+++ SUPPLIED PASSAGE +++
We are a start-up company that sells a single product. It is called, “miniSquair®” and its purpose is to capture plume generated during open surgical procedures. It does this very well with a documented 99.5% efficiency assuming that the smoke evacuator to which it is attached can generate a minimum of 25 cfm of air flow which most are capable of doing. With its multiple other benefits over the competition, you will forgive me if I continue to wonder why, with pricing comparable to other offerings, our product is a “hard sell” in the American market.
My recent musings to this question were vexing to me since the product is gaining traction in alternative world-wide markets. Why is there this insistence to inhale surgical smoke in the operating rooms of the United States with the opposite being true elsewhere?
+++ RECORDS SUPPLIED +++
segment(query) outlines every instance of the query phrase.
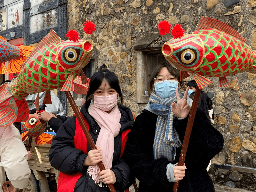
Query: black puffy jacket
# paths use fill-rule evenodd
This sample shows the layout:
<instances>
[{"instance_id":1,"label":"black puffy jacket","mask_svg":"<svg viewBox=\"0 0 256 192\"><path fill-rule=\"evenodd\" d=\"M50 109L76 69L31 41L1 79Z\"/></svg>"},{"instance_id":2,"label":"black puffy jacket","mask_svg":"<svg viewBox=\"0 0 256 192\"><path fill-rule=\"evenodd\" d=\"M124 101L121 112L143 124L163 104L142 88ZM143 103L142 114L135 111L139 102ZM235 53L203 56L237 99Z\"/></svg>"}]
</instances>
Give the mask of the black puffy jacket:
<instances>
[{"instance_id":1,"label":"black puffy jacket","mask_svg":"<svg viewBox=\"0 0 256 192\"><path fill-rule=\"evenodd\" d=\"M100 128L88 113L87 110L90 101L90 100L84 104L80 111L89 123L89 131L94 143L96 143ZM111 169L116 179L114 186L117 192L123 191L132 185L135 180L124 158L122 157L119 160L121 153L121 132L131 128L133 123L132 114L130 109L122 105L119 106L121 115L120 121L121 129L119 134L114 139L114 151ZM88 154L84 153L74 146L76 124L76 117L73 116L66 121L60 128L56 137L53 140L49 152L51 164L66 174L73 174L78 172L83 174L77 183L74 191L110 191L106 185L102 187L96 186L94 181L89 178L86 173L88 166L83 166L83 164ZM91 150L88 143L87 149L88 151Z\"/></svg>"}]
</instances>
+++
ACTIVITY LIST
[1] From the surgical smoke passage, extract the words starting at "We are a start-up" and ending at "the American market.".
[2] Extend the surgical smoke passage, picking up right after its final sentence.
The material has no role here.

RESPONSES IN ORDER
[1]
We are a start-up company that sells a single product. It is called, “miniSquair®” and its purpose is to capture plume generated during open surgical procedures. It does this very well with a documented 99.5% efficiency assuming that the smoke evacuator to which it is attached can generate a minimum of 25 cfm of air flow which most are capable of doing. With its multiple other benefits over the competition, you will forgive me if I continue to wonder why, with pricing comparable to other offerings, our product is a “hard sell” in the American market.

[2]
One obvious answer, based on our on-site observations, is that the surgeon simply refuses to try something new that he or she believes will interfere with their procedure or could lead to a complication. Worse yet would be the callous response, “If you don’t like the smoke, if it bothers you, find work elsewhere.” This was an actual response of a surgeon when a nurse requested he use smoke evacuation for his case. To these objections, the nurse or technician usually defers and the product will not be used. Nor will an alternative such as the ESU “pencil” be used.
Perhaps, the doctor will agree to its use, the operation proceeds without event, no objection to future use is stated but the product is never used again.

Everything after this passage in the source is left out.